§ Textauszug:
%%

Infra­test: Mehr­heit lehnt eine gen­der­ge­rech­te Spra­che ab

Junge Leute - Studenten - Studierende - Menschen - Beton - Sitzbank - Universität Foto: Junge Leute for einer Universität, Urheber: dts Nachrichtenagentur

In Deutsch­land hal­ten 65 Pro­zent der Bevöl­ke­rung nichts von einer stär­ke­ren Berück­sich­ti­gung unter­schied­li­cher Geschlech­ter in der Sprache.

Das ist das Ergeb­nis einer Infra­test-Umfra­ge für die „Welt am Sonn­tag”. Die­se 65 Pro­zent leh­nen For­mu­lie­run­gen wie „Zuhö­ren­de” statt „Zuhö­rer” und die Nut­zung des gro­ßen Binnen‑I („Wäh­le­rIn­nen”) in der Schrift­spra­che eben­so ab wie eine Kunst­pau­se vor der zwei­ten Wort­hälf­te („Pendler_innen”) in der gespro­che­nen Spra­che. Im ver­gan­ge­nen Jahr lag die Ableh­nung noch bei 56 Prozent.

%%

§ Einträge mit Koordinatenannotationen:
%%

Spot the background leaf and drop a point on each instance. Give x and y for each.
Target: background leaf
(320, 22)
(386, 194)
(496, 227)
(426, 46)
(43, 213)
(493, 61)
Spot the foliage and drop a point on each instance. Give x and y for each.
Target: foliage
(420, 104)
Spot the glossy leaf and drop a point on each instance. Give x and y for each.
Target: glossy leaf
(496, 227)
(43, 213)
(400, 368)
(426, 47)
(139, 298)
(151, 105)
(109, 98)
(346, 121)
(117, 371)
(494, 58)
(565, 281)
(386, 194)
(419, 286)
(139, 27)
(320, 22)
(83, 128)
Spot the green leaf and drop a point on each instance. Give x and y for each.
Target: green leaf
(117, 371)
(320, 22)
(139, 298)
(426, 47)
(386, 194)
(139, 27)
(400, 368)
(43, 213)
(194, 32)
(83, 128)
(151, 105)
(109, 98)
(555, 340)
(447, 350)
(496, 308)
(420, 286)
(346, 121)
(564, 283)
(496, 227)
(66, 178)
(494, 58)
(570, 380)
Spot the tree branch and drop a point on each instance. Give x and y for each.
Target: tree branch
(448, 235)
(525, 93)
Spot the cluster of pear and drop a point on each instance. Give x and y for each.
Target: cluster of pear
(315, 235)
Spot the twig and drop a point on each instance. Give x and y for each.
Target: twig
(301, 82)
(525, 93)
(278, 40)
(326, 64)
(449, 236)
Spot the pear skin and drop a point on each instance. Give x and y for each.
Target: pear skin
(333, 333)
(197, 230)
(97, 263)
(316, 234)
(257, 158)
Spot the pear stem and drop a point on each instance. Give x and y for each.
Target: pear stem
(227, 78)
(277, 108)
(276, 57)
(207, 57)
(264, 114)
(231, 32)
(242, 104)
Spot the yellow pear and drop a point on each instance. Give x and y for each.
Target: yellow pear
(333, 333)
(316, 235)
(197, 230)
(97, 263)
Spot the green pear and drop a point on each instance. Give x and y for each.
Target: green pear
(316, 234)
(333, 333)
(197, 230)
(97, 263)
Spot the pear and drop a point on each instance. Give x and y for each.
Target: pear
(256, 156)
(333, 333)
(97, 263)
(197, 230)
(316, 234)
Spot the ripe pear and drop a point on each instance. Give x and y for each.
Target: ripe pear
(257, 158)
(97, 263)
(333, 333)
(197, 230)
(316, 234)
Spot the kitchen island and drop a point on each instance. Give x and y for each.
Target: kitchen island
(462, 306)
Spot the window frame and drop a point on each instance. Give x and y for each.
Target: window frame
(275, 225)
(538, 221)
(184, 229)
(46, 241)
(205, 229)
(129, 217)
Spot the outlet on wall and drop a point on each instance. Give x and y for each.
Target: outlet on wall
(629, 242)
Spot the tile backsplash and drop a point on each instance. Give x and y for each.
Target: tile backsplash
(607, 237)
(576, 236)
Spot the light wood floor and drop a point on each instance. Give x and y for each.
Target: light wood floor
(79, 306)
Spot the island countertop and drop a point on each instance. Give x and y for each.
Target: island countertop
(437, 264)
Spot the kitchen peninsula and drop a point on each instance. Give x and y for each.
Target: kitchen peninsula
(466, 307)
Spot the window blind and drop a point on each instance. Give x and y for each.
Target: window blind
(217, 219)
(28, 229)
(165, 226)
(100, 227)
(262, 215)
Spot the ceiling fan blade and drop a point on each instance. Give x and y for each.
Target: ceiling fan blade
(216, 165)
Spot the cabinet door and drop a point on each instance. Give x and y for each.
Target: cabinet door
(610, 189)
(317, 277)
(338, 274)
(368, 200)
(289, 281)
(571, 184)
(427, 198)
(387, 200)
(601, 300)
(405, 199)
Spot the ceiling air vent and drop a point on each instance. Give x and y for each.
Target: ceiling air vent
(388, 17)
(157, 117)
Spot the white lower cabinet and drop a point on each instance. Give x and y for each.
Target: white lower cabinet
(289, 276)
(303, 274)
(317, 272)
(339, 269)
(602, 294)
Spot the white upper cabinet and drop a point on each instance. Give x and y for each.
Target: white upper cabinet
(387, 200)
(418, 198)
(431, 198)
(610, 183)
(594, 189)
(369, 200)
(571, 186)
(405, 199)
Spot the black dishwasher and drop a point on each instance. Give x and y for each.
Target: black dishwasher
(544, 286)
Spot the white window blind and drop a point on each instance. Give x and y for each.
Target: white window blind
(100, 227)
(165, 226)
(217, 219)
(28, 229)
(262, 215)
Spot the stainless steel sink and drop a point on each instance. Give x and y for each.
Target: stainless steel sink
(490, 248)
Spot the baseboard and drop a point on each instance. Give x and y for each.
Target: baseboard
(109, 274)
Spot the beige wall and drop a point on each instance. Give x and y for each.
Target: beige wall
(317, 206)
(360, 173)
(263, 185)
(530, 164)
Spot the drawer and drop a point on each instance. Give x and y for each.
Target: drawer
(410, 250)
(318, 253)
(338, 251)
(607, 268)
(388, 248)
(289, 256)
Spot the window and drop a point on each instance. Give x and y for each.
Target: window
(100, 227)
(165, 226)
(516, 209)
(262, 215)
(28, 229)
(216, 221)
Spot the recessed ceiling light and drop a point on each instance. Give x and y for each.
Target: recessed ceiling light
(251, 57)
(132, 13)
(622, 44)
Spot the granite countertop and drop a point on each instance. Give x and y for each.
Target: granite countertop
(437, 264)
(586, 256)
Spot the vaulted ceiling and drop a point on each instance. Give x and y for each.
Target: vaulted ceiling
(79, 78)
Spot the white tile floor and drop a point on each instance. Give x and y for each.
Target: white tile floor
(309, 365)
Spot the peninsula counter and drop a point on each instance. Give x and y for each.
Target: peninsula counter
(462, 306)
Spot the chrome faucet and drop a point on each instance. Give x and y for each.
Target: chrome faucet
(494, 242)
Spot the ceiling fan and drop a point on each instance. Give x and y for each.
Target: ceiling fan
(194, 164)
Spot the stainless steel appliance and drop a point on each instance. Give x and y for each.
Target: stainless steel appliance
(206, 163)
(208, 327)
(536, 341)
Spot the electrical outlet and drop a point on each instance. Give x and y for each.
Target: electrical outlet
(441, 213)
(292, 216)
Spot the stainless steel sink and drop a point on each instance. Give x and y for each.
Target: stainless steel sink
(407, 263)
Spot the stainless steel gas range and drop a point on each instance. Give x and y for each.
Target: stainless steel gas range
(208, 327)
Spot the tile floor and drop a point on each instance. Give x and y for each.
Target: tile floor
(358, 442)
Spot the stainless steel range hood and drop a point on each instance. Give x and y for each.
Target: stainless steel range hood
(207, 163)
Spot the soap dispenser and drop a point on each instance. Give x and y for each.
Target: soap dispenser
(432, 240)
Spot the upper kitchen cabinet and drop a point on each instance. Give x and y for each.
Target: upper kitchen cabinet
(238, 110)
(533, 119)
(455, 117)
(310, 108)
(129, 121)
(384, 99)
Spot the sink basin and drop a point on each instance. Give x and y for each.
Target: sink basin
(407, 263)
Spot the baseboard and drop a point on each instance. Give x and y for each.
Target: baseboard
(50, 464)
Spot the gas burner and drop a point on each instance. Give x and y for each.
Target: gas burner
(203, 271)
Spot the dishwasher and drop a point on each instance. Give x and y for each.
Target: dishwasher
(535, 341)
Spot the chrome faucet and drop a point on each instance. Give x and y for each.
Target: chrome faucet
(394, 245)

%%

§ Zu erledigen:
Führe den Textauszug über die Infratest-Umfrage zur gendergerechten Sprache im Anschluss an seinen letzten Satz fort.

§ Die Antwort:
Bei den Frau­en, die die „geschlech­ter­ge­rech­te” Spra­che ins­ge­samt posi­ti­ver bewer­ten als die Män­ner, stieg die Ableh­nung von 52 auf 59 Pro­zent. Bei den Anhän­gern der Grü­nen stel­len sich 48 Pro­zent gegen die Gen­der­spra­che, 47 Pro­zent sind dafür. Bei den Anhän­gern aller ande­ren Par­tei­en über­wiegt die Kri­tik: Die SPD-Geneig­ten sind zu 57 Pro­zent dage­gen, die Anhän­ger der Uni­on zu 68 Pro­zent, danach fol­gen die Lin­ken mit 72 Pro­zent, die FDP mit 77 und die AfD mit 83 Pro­zent Ablehnung.

Ein Ver­bot der gen­der­ge­rech­ten Spra­che in öffent­li­chen Ein­rich­tun­gen, so wie es die fran­zö­si­sche Regie­rung kürz­lich als Gesetz­ent­wurf in die Natio­nal­ver­samm­lung ein­ge­bracht hat, leh­nen 51 Pro­zent der Deut­schen „eher ab”, 36 Pro­zent wür­den es „eher begrüßen”.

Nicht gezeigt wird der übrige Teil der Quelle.